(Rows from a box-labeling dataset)

--- BEGIN ---

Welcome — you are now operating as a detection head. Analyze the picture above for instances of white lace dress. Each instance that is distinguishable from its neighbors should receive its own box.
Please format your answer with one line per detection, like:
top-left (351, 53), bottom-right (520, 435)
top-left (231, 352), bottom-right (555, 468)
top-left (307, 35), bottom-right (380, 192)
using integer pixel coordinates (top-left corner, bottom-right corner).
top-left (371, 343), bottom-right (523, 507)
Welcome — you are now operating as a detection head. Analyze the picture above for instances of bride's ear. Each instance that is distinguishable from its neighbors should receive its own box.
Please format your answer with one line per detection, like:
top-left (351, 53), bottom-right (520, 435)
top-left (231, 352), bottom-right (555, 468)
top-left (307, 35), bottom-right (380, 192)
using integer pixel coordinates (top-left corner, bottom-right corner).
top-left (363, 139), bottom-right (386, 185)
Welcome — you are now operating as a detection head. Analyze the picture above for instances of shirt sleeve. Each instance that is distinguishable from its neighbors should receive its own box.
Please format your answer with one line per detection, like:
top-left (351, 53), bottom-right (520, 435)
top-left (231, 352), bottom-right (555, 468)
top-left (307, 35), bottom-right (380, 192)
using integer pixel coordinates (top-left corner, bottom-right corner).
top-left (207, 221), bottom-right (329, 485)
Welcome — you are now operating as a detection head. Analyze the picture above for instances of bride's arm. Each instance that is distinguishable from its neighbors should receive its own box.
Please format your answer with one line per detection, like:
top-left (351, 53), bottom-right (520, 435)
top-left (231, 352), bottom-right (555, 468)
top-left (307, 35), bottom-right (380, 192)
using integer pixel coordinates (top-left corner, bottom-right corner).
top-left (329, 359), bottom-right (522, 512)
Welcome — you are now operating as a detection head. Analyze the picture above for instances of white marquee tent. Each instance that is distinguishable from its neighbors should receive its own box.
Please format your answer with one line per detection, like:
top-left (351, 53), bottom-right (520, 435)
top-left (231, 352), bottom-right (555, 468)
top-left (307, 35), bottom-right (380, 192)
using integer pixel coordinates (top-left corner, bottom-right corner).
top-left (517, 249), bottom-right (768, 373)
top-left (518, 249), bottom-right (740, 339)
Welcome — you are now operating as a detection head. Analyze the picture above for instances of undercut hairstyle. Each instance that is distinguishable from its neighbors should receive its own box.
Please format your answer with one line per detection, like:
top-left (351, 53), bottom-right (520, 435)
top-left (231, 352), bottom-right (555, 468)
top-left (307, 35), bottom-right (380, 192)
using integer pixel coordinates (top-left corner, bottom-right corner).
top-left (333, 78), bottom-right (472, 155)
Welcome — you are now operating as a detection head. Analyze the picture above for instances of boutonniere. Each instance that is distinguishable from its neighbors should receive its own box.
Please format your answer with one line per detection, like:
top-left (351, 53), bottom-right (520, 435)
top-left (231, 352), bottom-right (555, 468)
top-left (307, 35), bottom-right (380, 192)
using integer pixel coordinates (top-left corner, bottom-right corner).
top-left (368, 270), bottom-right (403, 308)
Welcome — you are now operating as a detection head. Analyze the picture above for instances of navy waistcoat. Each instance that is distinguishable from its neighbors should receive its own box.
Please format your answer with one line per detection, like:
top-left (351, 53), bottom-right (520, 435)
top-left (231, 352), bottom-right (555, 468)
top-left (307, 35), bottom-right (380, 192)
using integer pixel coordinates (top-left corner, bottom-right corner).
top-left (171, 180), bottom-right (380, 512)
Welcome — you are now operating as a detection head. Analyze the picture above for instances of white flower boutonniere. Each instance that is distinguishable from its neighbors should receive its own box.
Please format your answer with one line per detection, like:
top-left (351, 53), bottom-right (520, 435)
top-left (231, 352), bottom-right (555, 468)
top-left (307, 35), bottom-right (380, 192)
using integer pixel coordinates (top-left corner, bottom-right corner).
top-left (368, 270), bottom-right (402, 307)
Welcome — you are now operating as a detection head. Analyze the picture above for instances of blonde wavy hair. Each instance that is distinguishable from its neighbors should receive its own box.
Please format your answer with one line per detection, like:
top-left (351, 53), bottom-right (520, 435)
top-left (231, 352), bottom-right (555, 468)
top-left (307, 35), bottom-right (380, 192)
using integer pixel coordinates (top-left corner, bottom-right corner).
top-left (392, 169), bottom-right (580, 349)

--- END ---

**What to do:** Rewrite the lines above, replacing "detection head" with "object detector" wherever it appears and leaving everything else the same.

**Result of the task:**
Welcome — you are now operating as a object detector. Analyze the picture above for instances of white lace dress. Each instance that is distinguishable from its neighbors should receive its own box.
Please format your answer with one line per detection, like:
top-left (351, 53), bottom-right (520, 435)
top-left (231, 352), bottom-right (555, 468)
top-left (307, 35), bottom-right (380, 192)
using integer pixel coordinates (top-left corner, bottom-right corner).
top-left (371, 343), bottom-right (523, 507)
Welcome — you are now operating as a object detector. Analyze the picture above for instances of bride's ear. Each instance that is distinguishable from its neighbors should receive its own box.
Please format your answer with one line per detection, like:
top-left (351, 53), bottom-right (520, 435)
top-left (231, 352), bottom-right (555, 468)
top-left (307, 35), bottom-right (380, 192)
using integer pixel coordinates (top-left corner, bottom-right corner).
top-left (363, 139), bottom-right (386, 185)
Welcome — you are now operating as a object detector. Analyze the picture above for instances of shirt sleeve. Each instance that is distinguishable from its neighbors should receive its own box.
Please format your answer with one line per detection, like:
top-left (351, 53), bottom-right (520, 435)
top-left (231, 352), bottom-right (555, 468)
top-left (307, 35), bottom-right (380, 192)
using integer pixel coordinates (top-left corner, bottom-right corner).
top-left (207, 221), bottom-right (329, 485)
Welcome — you are now operating as a object detector. Analyze the picture above for instances of bride's arm. Each instance that is distinguishable from its neighbors should receive its own box.
Please format your answer with one line per detection, like:
top-left (351, 53), bottom-right (520, 435)
top-left (231, 352), bottom-right (555, 468)
top-left (307, 35), bottom-right (380, 192)
using integer pixel coordinates (top-left corner, bottom-right corner).
top-left (329, 359), bottom-right (522, 512)
Welcome — you are now operating as a object detector. Analyze the picture above for instances of white marquee tent. Each instance that is distinguishable from its neighbors should receive its own box.
Please format your answer with one line per detection, like:
top-left (351, 53), bottom-right (520, 435)
top-left (231, 352), bottom-right (555, 468)
top-left (307, 35), bottom-right (380, 192)
using integer pixel coordinates (top-left corner, bottom-right corner).
top-left (517, 249), bottom-right (768, 373)
top-left (518, 249), bottom-right (740, 339)
Welcome — you are now operating as a object detector. Analyze the picture above for instances of undercut hairstyle. Each instance that is distinguishable from its neighbors should receive its own box.
Please format your answer with one line per detection, like:
top-left (351, 53), bottom-right (520, 435)
top-left (231, 352), bottom-right (555, 468)
top-left (307, 35), bottom-right (380, 192)
using integer pixel coordinates (top-left corner, bottom-right corner).
top-left (333, 78), bottom-right (472, 155)
Welcome — you are now operating as a object detector. Analyze the picture above for instances of boutonniere. Each instance that is distinguishable from its neighbors should receive its own box.
Please format your answer with one line per detection, like:
top-left (351, 53), bottom-right (520, 435)
top-left (231, 352), bottom-right (555, 468)
top-left (307, 35), bottom-right (380, 192)
using integer pixel coordinates (top-left corner, bottom-right corner).
top-left (368, 270), bottom-right (403, 308)
Welcome — you are now operating as a object detector. Analyze the picture above for instances of navy waistcoat. Each instance that is distinguishable from its neighbors should receive its own box.
Please format your answer with one line per detection, like:
top-left (351, 53), bottom-right (520, 435)
top-left (231, 352), bottom-right (555, 468)
top-left (307, 35), bottom-right (380, 192)
using integer pixel coordinates (top-left corner, bottom-right corner).
top-left (171, 180), bottom-right (380, 512)
Welcome — you are now operating as a object detector. Analyze the picture above for instances of white flower boutonniere. Each instance that is distinguishable from its neighbors should receive its own box.
Please format your answer with one line per detection, like:
top-left (351, 53), bottom-right (520, 435)
top-left (231, 352), bottom-right (555, 468)
top-left (307, 35), bottom-right (380, 192)
using integer pixel coordinates (top-left corner, bottom-right corner).
top-left (368, 270), bottom-right (402, 307)
Welcome — you are now operating as a object detector. Analyze the picture above for instances of blonde wavy hair. Each instance that is distinguishable from its neighbors should receive its own box.
Please format your answer with one line per detection, like:
top-left (351, 53), bottom-right (520, 435)
top-left (231, 352), bottom-right (555, 468)
top-left (307, 35), bottom-right (380, 192)
using integer pixel coordinates (top-left corner, bottom-right corner).
top-left (392, 169), bottom-right (580, 349)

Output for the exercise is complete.